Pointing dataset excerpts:
-- -- --
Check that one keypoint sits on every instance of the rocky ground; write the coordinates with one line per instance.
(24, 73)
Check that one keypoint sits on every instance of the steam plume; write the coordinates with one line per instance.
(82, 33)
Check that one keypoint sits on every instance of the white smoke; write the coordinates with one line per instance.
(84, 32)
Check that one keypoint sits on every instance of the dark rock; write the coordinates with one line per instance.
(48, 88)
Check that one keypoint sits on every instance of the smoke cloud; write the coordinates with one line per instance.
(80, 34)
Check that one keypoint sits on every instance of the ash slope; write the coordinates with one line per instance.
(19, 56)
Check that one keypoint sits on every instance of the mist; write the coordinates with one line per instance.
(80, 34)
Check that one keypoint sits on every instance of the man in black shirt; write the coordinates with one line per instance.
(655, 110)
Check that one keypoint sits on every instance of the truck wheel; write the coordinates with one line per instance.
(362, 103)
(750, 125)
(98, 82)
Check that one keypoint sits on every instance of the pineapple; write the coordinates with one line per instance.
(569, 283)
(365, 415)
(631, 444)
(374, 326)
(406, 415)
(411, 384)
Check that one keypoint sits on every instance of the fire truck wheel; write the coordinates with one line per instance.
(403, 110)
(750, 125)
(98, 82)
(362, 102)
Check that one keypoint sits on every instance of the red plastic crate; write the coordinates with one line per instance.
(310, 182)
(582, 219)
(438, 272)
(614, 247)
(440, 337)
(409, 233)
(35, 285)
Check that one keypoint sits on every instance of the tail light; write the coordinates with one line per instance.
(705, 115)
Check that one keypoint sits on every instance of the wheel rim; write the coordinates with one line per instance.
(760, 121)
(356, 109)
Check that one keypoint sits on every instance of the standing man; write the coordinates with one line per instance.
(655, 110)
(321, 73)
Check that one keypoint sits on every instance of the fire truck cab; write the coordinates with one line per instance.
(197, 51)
-- -- --
Short exercise:
Rewrite every item above with "keypoint" changed to "marker", keeping all else the same.

Correct output:
Check that one marker sits on every instance of the rocky ground; write the coordinates with one line per instance.
(24, 73)
Check that one marker sits on every instance of the steam plume; write the coordinates with one line per instance.
(82, 33)
Check that one marker sits on every instance of the white smoke; write the coordinates with one line per instance.
(84, 32)
Check that one marker sits on every instance of the dark rock; write the coordinates with one line per instance.
(48, 88)
Check that one marker sits on every instance of the smoke cloud; write the coordinates with one line per instance.
(80, 34)
Check that one marker sits on every instance of the ash slope; write the coordinates with one line per instance.
(19, 56)
Check that one marker sits on every instance of the mist; write the coordinates with one line per instance.
(80, 34)
Check that one marker sits on every instance of the man in black shirt; write the coordinates with one line per instance.
(655, 110)
Check that one marker sits on every instance of the truck wheel; write the coordinates with one line per instance.
(362, 103)
(750, 125)
(98, 82)
Check that one marker sits on every instance of the pineapple; write the coordinates with one line per instance.
(569, 283)
(365, 415)
(631, 444)
(374, 326)
(406, 415)
(411, 384)
Check that one marker sits on every instance of the fire truck wheel; write the coordinates with one line per instance.
(403, 110)
(750, 125)
(98, 82)
(362, 102)
Check that one marker sits on every instance of the red plastic crate; write the coordinates with one line per instance.
(310, 182)
(582, 219)
(438, 272)
(614, 247)
(440, 337)
(409, 233)
(35, 285)
Check that one marker sits on every instance of the tail light; write the coordinates with one line per instance.
(705, 115)
Check that one marker sits on every instance of the wheel rim; write the coordinates with one line per instance.
(760, 121)
(356, 109)
Check that one marker sits on every instance of the standing man; write the coordinates with one line per instance.
(655, 110)
(321, 73)
Check that one marker sits on every instance of the fire truck cab; write the coordinates with one line per instance.
(197, 51)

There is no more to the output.